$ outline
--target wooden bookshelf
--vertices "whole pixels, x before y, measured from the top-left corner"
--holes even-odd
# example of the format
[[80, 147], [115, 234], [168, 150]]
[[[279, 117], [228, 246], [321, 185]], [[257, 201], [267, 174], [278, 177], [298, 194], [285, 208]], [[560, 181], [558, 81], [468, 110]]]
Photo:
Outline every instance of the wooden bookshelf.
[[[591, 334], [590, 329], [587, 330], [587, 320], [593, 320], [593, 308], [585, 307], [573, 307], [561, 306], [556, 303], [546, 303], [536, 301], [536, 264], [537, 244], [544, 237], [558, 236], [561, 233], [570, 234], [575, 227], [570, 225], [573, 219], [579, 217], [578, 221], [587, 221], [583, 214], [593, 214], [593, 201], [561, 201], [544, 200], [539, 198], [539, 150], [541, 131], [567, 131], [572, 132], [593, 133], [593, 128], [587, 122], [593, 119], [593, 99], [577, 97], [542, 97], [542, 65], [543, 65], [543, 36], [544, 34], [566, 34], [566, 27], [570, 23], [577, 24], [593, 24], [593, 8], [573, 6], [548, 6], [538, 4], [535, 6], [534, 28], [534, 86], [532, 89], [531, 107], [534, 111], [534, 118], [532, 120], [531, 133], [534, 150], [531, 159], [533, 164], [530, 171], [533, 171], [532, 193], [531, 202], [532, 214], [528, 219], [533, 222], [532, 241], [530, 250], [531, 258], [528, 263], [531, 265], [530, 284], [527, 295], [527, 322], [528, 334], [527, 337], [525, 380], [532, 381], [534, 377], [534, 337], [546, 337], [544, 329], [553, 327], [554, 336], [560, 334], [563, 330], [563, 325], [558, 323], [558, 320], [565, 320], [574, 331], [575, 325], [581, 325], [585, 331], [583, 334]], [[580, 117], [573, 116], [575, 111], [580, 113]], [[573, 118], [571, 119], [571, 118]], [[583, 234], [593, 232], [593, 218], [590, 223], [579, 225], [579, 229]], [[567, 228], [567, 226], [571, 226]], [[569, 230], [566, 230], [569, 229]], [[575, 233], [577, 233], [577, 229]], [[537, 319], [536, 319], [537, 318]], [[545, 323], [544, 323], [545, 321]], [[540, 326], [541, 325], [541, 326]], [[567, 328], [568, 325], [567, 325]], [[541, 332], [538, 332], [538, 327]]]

» STATED PROBLEM:
Rename "wooden bookshelf" to "wooden bookcase" everywhere in the material above, and write out all its lines again with nothing else changed.

» TASK RESULT:
$ outline
--target wooden bookcase
--vertices "whole pixels, x before y, measured from the top-left corner"
--holes even-odd
# example of the format
[[80, 147], [115, 234], [168, 150]]
[[[279, 117], [228, 246], [321, 185]], [[257, 201], [267, 174], [278, 177], [298, 194], [285, 208]], [[560, 181], [558, 81], [468, 110]]]
Photo:
Outline every instance of the wooden bookcase.
[[[591, 334], [590, 329], [587, 330], [587, 320], [593, 320], [593, 308], [585, 307], [573, 307], [561, 306], [556, 303], [546, 303], [536, 301], [536, 264], [537, 244], [544, 237], [558, 236], [561, 233], [570, 234], [575, 227], [570, 225], [573, 219], [579, 217], [578, 221], [587, 221], [583, 214], [593, 214], [593, 201], [561, 201], [544, 200], [539, 198], [539, 150], [541, 131], [567, 131], [572, 132], [593, 133], [593, 128], [587, 122], [593, 119], [593, 99], [577, 97], [542, 97], [542, 65], [543, 65], [543, 36], [544, 34], [566, 34], [566, 27], [570, 23], [577, 24], [593, 24], [593, 8], [573, 6], [548, 6], [538, 4], [535, 6], [534, 28], [534, 86], [532, 89], [531, 107], [534, 111], [534, 118], [532, 120], [531, 133], [534, 150], [531, 159], [533, 164], [530, 171], [533, 171], [532, 193], [531, 202], [532, 214], [528, 219], [533, 222], [532, 241], [530, 250], [531, 258], [528, 263], [531, 265], [530, 284], [527, 295], [527, 322], [528, 334], [527, 337], [525, 380], [532, 381], [534, 377], [534, 337], [546, 337], [544, 329], [553, 327], [554, 336], [560, 334], [563, 330], [563, 325], [558, 323], [558, 320], [565, 320], [574, 331], [575, 325], [581, 325], [585, 331], [583, 334]], [[580, 117], [573, 116], [575, 111], [580, 113]], [[573, 118], [571, 119], [571, 118]], [[583, 234], [593, 232], [593, 218], [590, 223], [579, 225], [579, 229]], [[567, 228], [567, 226], [571, 226]], [[569, 230], [566, 230], [569, 229]], [[575, 233], [577, 233], [577, 229]], [[537, 319], [536, 319], [537, 318]], [[545, 323], [544, 323], [545, 321]], [[540, 326], [541, 325], [541, 326]], [[567, 328], [568, 325], [567, 325]], [[541, 332], [538, 332], [538, 327]]]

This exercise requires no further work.